Given entries:
(begin)
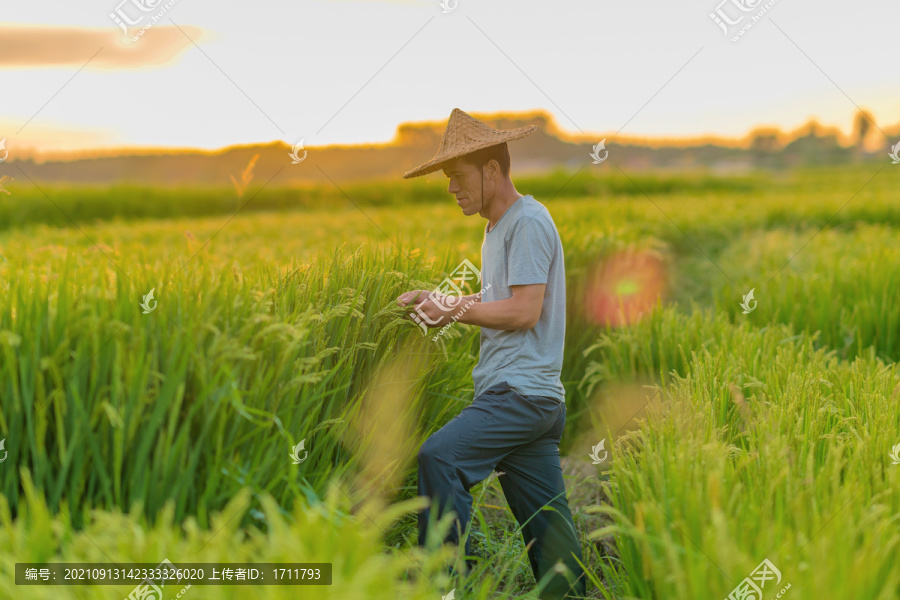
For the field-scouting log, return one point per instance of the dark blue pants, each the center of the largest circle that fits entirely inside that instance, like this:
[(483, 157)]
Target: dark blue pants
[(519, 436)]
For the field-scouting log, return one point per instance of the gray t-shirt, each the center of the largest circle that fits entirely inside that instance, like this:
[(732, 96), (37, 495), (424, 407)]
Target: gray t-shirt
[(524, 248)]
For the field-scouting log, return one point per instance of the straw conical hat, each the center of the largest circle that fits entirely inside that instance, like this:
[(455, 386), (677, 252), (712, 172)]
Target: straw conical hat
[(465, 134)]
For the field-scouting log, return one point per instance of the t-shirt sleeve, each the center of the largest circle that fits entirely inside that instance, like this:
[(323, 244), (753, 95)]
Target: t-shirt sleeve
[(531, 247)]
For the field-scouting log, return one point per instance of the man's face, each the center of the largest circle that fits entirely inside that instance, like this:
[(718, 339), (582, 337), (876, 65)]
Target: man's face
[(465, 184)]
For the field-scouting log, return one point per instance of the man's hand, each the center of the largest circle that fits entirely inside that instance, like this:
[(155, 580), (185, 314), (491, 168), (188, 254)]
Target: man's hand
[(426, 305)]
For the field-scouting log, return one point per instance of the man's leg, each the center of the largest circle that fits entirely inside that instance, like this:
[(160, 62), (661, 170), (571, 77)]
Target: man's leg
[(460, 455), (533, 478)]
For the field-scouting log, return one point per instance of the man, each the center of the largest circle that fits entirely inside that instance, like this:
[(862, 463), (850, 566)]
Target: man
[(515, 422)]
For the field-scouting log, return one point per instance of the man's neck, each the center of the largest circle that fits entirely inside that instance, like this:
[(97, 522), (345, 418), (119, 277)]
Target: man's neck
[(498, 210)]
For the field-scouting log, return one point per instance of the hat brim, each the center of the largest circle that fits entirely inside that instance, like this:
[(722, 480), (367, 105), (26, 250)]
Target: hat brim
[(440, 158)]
(end)
(begin)
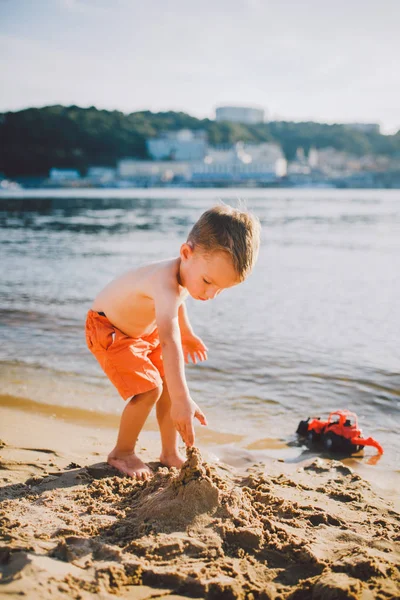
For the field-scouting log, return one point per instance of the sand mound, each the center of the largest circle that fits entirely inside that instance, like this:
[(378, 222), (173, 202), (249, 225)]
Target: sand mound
(end)
Please write out the records again, starting at the line containing "the man, each" and ending at the line containing "[(515, 422)]", renaming "field-scouting log" as "site survey report" and leaving everything else unchanged.

Correct answer:
For the site survey report, return one point per instance of the man, each the center of the largest circle that fits entirely inside that instance, like this:
[(862, 463), (850, 566)]
Target: man
[(515, 422)]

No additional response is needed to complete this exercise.